- _Exercise requirements_
Copy the saved entries word for word, from the first line of the rows through the line containing "positive clicks: (162, 63) (176, 489)", with both ends included.

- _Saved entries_
= = = = =

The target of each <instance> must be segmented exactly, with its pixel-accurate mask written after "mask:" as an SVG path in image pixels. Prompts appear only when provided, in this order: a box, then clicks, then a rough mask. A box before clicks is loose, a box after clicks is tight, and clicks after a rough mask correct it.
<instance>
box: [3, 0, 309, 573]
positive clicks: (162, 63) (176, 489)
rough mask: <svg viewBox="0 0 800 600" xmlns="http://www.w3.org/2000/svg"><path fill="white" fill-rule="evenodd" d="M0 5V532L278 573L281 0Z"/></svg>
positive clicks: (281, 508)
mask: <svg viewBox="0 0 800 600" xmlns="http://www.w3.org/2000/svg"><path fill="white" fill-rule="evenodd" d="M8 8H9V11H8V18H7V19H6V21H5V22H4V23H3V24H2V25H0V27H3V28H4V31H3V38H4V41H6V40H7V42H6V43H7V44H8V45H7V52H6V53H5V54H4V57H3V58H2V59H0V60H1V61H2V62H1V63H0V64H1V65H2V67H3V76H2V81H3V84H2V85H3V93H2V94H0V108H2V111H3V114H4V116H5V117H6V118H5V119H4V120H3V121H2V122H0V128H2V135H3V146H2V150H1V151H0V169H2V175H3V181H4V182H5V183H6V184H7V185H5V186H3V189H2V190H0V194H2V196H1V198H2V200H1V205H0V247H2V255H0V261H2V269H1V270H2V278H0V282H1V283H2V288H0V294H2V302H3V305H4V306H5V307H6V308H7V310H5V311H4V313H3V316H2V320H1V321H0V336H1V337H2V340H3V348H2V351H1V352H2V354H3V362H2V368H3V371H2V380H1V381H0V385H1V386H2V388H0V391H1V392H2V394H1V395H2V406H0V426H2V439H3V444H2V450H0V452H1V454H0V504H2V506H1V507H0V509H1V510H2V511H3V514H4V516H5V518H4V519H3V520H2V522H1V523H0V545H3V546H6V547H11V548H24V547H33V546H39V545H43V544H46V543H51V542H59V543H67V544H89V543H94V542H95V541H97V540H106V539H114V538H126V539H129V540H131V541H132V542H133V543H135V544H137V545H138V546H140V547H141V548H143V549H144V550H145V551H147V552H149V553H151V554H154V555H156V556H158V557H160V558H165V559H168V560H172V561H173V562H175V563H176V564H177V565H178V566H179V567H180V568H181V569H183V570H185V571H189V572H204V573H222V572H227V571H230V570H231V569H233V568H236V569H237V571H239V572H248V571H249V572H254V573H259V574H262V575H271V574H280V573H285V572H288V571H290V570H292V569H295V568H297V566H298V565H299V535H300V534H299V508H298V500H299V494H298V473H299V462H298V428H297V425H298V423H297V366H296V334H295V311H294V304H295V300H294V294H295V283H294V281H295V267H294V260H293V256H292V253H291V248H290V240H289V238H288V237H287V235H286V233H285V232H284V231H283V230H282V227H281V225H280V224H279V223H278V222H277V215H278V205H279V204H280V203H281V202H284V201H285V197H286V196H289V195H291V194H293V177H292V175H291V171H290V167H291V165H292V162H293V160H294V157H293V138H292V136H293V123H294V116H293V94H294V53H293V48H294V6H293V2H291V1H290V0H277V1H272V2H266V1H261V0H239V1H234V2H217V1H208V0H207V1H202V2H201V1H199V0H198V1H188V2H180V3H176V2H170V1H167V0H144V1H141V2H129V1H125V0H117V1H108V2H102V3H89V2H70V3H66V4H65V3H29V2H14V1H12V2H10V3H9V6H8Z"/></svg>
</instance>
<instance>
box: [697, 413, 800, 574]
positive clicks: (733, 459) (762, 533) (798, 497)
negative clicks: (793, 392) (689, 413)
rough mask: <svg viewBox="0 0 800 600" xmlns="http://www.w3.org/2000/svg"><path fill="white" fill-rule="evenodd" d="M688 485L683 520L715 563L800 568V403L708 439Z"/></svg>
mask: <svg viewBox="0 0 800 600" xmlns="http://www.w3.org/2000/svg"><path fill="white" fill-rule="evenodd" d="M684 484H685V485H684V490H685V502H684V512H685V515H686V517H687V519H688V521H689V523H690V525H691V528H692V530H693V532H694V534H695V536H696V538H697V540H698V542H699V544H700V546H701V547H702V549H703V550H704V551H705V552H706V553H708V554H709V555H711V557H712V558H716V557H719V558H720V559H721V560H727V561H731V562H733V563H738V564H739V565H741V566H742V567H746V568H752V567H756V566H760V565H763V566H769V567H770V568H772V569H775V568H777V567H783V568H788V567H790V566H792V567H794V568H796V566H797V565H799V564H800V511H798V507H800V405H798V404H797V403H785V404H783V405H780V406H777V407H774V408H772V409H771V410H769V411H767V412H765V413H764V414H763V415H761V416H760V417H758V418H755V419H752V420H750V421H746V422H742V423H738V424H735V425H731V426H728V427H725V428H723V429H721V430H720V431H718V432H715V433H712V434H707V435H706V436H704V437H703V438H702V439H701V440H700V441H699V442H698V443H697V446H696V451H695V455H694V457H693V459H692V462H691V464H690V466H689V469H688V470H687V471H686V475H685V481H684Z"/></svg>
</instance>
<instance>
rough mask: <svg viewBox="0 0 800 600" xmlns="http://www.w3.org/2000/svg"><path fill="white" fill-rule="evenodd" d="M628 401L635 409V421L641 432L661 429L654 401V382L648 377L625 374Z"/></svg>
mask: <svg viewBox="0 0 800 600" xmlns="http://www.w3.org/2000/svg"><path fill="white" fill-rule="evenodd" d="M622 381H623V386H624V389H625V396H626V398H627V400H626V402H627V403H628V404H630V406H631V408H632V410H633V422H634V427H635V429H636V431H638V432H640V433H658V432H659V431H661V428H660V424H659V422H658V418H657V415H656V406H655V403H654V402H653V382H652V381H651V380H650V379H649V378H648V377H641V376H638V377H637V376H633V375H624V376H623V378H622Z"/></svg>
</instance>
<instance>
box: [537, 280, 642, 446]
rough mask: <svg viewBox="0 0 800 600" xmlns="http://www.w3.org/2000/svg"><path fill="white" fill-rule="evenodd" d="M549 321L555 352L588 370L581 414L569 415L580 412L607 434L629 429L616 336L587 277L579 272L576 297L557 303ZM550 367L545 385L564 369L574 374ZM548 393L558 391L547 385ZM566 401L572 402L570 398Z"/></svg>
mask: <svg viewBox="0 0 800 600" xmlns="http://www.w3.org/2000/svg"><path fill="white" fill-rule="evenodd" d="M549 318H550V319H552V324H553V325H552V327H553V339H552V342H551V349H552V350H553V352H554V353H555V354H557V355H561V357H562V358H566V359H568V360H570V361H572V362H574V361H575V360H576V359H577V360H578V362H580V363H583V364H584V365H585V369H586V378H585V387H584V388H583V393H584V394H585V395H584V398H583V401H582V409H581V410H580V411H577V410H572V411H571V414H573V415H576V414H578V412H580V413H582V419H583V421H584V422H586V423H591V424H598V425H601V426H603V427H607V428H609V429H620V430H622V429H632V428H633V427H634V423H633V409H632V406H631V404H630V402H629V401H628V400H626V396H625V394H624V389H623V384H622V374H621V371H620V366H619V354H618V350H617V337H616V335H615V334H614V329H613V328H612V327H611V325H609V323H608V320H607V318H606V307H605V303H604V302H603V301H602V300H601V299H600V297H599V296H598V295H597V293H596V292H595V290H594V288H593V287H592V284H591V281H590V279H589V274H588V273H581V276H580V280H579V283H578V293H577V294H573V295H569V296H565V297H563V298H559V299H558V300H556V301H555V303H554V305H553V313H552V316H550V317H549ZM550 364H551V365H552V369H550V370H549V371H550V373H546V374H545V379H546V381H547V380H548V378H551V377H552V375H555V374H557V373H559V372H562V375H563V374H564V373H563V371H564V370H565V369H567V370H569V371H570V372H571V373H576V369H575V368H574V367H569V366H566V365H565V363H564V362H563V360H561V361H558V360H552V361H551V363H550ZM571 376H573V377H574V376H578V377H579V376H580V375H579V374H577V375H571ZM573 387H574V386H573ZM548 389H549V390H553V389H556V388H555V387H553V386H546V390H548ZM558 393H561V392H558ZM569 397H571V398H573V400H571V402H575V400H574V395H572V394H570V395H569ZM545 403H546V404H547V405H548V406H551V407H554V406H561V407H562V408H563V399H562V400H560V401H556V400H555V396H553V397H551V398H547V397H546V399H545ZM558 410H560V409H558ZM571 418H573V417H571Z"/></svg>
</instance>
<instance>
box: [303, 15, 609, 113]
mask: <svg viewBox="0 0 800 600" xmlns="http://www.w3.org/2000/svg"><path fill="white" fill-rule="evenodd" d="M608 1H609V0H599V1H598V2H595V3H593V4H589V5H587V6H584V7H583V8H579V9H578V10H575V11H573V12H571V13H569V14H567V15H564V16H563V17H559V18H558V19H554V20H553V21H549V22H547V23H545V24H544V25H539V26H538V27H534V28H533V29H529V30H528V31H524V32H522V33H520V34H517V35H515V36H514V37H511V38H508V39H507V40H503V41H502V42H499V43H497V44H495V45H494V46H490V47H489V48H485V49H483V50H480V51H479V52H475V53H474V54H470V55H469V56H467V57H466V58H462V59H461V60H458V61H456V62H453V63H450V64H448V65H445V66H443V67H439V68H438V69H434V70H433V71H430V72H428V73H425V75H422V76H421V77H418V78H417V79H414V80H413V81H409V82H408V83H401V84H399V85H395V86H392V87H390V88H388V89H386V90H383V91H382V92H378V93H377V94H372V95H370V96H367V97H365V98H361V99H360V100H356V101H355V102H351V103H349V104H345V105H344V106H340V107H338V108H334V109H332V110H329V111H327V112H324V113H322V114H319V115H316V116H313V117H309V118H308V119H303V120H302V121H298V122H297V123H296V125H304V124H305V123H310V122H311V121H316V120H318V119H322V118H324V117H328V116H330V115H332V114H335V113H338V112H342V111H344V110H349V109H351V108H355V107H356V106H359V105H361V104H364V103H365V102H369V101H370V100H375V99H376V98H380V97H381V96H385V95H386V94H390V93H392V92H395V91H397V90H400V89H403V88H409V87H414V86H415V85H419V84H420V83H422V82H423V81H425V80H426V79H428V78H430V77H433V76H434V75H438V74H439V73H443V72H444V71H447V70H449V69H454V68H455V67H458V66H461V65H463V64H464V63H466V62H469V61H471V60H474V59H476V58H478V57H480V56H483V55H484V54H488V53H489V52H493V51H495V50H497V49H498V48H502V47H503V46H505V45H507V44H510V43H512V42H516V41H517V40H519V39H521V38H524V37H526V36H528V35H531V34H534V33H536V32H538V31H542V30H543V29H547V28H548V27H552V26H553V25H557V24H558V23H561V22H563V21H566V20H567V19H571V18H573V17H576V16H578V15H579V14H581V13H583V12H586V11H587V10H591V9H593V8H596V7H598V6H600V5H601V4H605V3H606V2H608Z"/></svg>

= = = = =

- _Response_
The target of each <instance> must be segmented exactly, with its pixel-accurate mask written after "mask:" as an SVG path in image pixels. Prompts appear only when provided, in this order: a box, then clicks, then a rough mask. A box before clicks is loose, a box after clicks is tight, and clicks after a rough mask correct it.
<instance>
box: [3, 0, 309, 573]
positive clicks: (162, 63) (176, 489)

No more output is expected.